Document:
<<<<

A choir school was established at the church in 1843, which provided music for daily choral services. The choir was widely recognised for its excellence and choristers sang at the Coronations of Edward VII (1902), George V (1911), George VI (1937) and Elizabeth II (1953) as well as at Victoria's Jubilees (1887 and 1897). Amongst its alumni is Laurence Olivier. The school closed in 1968, at which point the boys' voices were replaced by adult sopranos. The survival of the choir school had been discussed many years earlier. Writing to parishioners in 1894, the vicar lamented that the changing demography of the area meant that there were now few children left in the parish, and that the number of wealthy patrons in the congregation had decreased as they moved further west.

The present-day choir maintains the exacting standards of its predecessors.

The repertoire for choir and organ stretches from before the Renaissance to the 21st century and includes several pieces commissioned for the church, most famously Walter Vale's arrangement of Rachmaninoff's Liturgy of St John Chrysostom and All-Night Vigil for Western-Rite Mass and Evensong respectively. Rachmaninoff heard Vale's adaptations during his two visits to the church, in 1915 and 1923, and pronounced his approval of them. They are still sung on Palm Sunday.

>>>>

Written exercise 1:
Write out the passage about the choir school word for word, starting at "The present-day choir" and ending at "on Palm Sunday.".
Written exercise 2:
According to the passage about the choir school, in which years did Rachmaninoff visit the church?

Source excerpt:
<<<<

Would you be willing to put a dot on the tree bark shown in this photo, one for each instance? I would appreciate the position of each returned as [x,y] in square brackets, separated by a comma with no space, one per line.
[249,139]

>>>>

Exercise answer 1:
The present-day choir maintains the exacting standards of its predecessors.

The repertoire for choir and organ stretches from before the Renaissance to the 21st century and includes several pieces commissioned for the church, most famously Walter Vale's arrangement of Rachmaninoff's Liturgy of St John Chrysostom and All-Night Vigil for Western-Rite Mass and Evensong respectively. Rachmaninoff heard Vale's adaptations during his two visits to the church, in 1915 and 1923, and pronounced his approval of them. They are still sung on Palm Sunday.

Exercise answer 2:
1915 and 1923